● Exercise prompt: Reproduce the text on the Chrysler Imperial Parade Phaetons in full, word for word.

● Text provided:
------------------------------

Three Chrysler Imperial Parade Phaetons were produced in 1952 by Chrysler as ceremonial vehicles. They were styled by Virgil Exner and were in many ways a preview of the new "100 Million Dollar" styling that would debut in 1955 on the newly separate Imperial marque and on other full-size Chrysler Corporation Cars. The "Imperial Parade Phaeton" moniker came along only later; when first publicized, Chrysler named the car the "Chrysler Phaeton."

== Details ==

The cars were based on stretched (to 147.5 in) 1952 Imperial Crown Limousine chassis and carried completely custom bodywork with the exception of the 1951 Imperial grille, bumpers and front and rear trim. Almost uniquely for a postwar car, they were dual-cowl phaetons, with separate front and rear passenger compartments, each with its own windshield. There were no side windows, and a lightweight Dacron convertible top covered only the rear compartment during inclement weather, and was manually retracted beneath the rear-hinged deck lid when not in use. The rear doors were suicide doors and had no exterior handles. In 1940, Chrysler built six limited production cars with the same approach to uniqueness called the Chrysler Newport Phaeton also using an Imperial chassis.

------------------------------

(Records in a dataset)
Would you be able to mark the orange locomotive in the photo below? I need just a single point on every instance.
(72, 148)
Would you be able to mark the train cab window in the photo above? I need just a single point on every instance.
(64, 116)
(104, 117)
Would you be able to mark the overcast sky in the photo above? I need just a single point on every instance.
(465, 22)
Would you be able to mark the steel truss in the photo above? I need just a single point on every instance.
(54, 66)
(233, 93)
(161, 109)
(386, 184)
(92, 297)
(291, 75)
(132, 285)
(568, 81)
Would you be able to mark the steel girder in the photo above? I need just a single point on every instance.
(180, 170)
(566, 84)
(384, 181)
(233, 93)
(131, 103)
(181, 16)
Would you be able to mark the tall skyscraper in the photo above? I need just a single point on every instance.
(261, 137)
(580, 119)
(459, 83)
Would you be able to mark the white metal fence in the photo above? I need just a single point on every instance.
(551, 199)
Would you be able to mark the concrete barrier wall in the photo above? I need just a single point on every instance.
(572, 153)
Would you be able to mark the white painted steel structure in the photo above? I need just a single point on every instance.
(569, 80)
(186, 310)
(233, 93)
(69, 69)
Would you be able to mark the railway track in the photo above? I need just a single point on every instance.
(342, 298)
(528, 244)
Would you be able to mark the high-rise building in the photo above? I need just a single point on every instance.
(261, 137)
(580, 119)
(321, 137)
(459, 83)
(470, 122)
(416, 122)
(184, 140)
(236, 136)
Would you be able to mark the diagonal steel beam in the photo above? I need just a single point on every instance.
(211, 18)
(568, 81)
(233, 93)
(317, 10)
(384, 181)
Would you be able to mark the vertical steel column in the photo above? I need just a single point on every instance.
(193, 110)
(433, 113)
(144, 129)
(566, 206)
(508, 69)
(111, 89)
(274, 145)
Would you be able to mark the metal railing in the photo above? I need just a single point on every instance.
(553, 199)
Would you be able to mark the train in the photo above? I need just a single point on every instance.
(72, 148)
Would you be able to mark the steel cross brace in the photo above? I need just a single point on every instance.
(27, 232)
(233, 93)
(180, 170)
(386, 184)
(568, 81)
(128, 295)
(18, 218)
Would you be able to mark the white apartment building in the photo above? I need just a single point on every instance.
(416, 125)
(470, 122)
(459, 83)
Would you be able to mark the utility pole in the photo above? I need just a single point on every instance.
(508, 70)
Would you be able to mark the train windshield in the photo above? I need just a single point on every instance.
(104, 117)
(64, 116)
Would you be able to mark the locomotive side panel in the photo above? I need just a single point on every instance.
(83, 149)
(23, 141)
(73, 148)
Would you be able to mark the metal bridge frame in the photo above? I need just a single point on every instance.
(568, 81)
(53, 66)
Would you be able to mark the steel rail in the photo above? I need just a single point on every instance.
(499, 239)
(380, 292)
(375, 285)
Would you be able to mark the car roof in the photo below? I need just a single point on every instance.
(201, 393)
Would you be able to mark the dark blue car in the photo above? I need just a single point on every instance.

------------------------------

● Solution to the problem:
Three Chrysler Imperial Parade Phaetons were produced in 1952 by Chrysler as ceremonial vehicles. They were styled by Virgil Exner and were in many ways a preview of the new "100 Million Dollar" styling that would debut in 1955 on the newly separate Imperial marque and on other full-size Chrysler Corporation Cars. The "Imperial Parade Phaeton" moniker came along only later; when first publicized, Chrysler named the car the "Chrysler Phaeton."

== Details ==

The cars were based on stretched (to 147.5 in) 1952 Imperial Crown Limousine chassis and carried completely custom bodywork with the exception of the 1951 Imperial grille, bumpers and front and rear trim. Almost uniquely for a postwar car, they were dual-cowl phaetons, with separate front and rear passenger compartments, each with its own windshield. There were no side windows, and a lightweight Dacron convertible top covered only the rear compartment during inclement weather, and was manually retracted beneath the rear-hinged deck lid when not in use. The rear doors were suicide doors and had no exterior handles. In 1940, Chrysler built six limited production cars with the same approach to uniqueness called the Chrysler Newport Phaeton also using an Imperial chassis.